PASSAGE
Once puzzlingly dubbed by Spin as “The Death Row of Indie Rock,” Vagrant Records was co-founded by Jon Cohen and Rich Egan in 1995. The fledgling imprint’s first few years on the street saw them sans roster and their first release didn’t actually find shelves until nearly three years later, though I’ll spill more ink on that dazzler later.
The turn of the century saw their fortunes change quite literally, resulting in a quartet of still massively successful and ceaselessly influential records. Off the back of recent signees Alkaline Trio and their 2001 label debut, From Here to Infirmary, it was the flagship band the Get Up Kids that made hay of a now famous loan used to pen the all timer, Something to Write Home About.
Elsewhere, both Saves the Day’s Stay What You Are, and The Places You Have Come to Fear the Most by Dashboard Confessional found Vagrant in the unlikely position of becoming an instantly storied household name with enough cache and goodwill from the underground to top charts whilst simultaneously engaging with the ardently independent crowd.
Any of these aforementioned classics would be a sole pillar sturdy enough to cement an ironclad legacy, but Vagrant can claim ‘em all. Enough has been made of their countless merits so I needn’t regale you with well-tread tales of classics.
The label’s myriad twists and turns resulted in a wildly varied discography that gifted us, among others, an alchemical triad from long-running Thrice, the Bill Stevenson assisted, idiosyncratic self-titled album by recent headline makers The Lemonheads, The Hold Steady, and the left field pop workouts of Paul Westerberg. Most puzzling of the label’s many assorted curios was Music For Cars, an early entry from the now world beating poptimists The 1975.
I’ve assembled an equally essential grip of Vagrant releases that, to these ears, is every bit the match of their tentpole releases. While lesser lauded, they’re no less essential. Check them out if you’ve never gotten the chance.
Boxer, The Hurt Process (1998)
First up, as promised, is the inaugural release for the then still green label. 1998 saw the release of The Hurt Process by Boxer. The Boston band’s alignment with the then unknown Vagrant Records set was sadly short lived but no less rewarding. Disbanding before a sophomore effort, Boxer's sole offering is a crucial snapshot of a time before the sonic landscape changed forever.
Having caught the attention of Face to Face’s Trever Keith, whose keen ear lent production duties, the now mostly forgotten unit fished out a unique sound. The Beantown four-piece excelled at their polished blend of snotty punk a la Osker, the melodic hardcore of Lifetime, and the twee hooks of The Promise Ring. The whole thing whizzes by in a caffeinated blur and there’s nary an ounce of fat to be found.
This band that not so famously shared stages with hometown favorites The Mighty Mighty Bosstones and inadvertently helped launch Big D and The Kids Table may not be remembered, but they deserve mention for being there first and rising to the occasion with a timeless batch of songs. Though it predates the loathsome orgcore tag, fans of the gravelly sort of melodic punk peddled by The Fest or Polar Bear Club take note: The Hurt Process is a breezy, buried gem worth unearthing and polishing anew.

REQUIREMENTS
1. For each statement, say whether it agrees with the text on Vagrant Records. Answer yes or no and quote the deciding words. (a) Jon Cohen and Rich Egan founded the label in 1995. (b) Boxer released a second album after The Hurt Process. (c) Trever Keith handled production on The Hurt Process.
2. Continue the text on Vagrant Records, starting right after its last sentence.
The material placed after this point has no connection to the text on Vagrant Records.

GIVEN MATERIAL
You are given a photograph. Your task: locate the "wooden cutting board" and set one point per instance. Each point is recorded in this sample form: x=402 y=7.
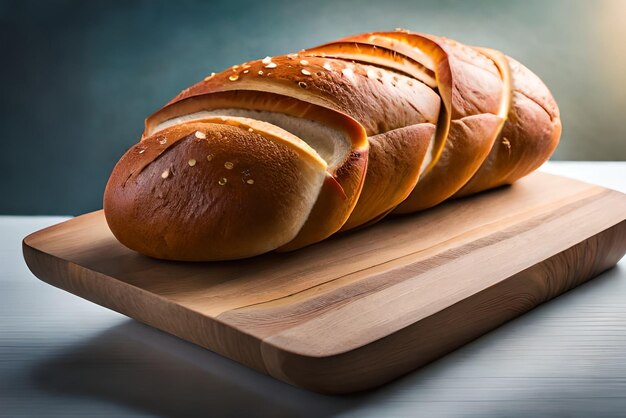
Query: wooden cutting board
x=360 y=309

RESPONSES
1.
(a) Yes: "Vagrant Records was co-founded by Jon Cohen and Rich Egan in 1995"
(b) No: "Disbanding before a sophomore effort, Boxer's sole offering is a crucial snapshot of a time before the sonic landscape changed forever"
(c) Yes: "Having caught the attention of Face to Face’s Trever Keith, whose keen ear lent production duties"

2.
No Motiv, And the Sadness Prevails... (1999)
Another early entry from the label’s less crowded early stable, Oxnard’s No Motiv are an interesting one. Despite the band’s earnest and driving emo sound, they’ve long been associated with Nardcore. If you’re a newbie, don’t expect a band that’d have shared stages with Ill Repute or Dr. Know.
Their 1999 debut, And the Sadness Prevails..., which relatively recently celebrated two decades, is instead a wistful and lovelorn collection that opens with the stunning “Nostalgia” and never relents. It’s a grippingly melodic set of emo tunes that calls to mind everyone from Chamberlain to Fairweather.
Replete with minor chords and the sort of autumnal poetics of third wave emo, the album reaches its zenith on the The Waiting Hurt. Sadly lost to time, it’s the sort of track that deserves to be included on emo retrospectives and listicles alike.
Rocket from the Crypt, Group Sounds (2001)
You won’t catch me flipping the dial when literally anything attached to the Swami John Reis is ripping through the stereo. Perhaps most known for their Interscope Records stunner, Scream, Dracula, Scream, and its self-titled follow up, my undisputed favorite from the San Diego rockers is without a doubt their 2001 reclaiming of the throne moment, Group Sounds.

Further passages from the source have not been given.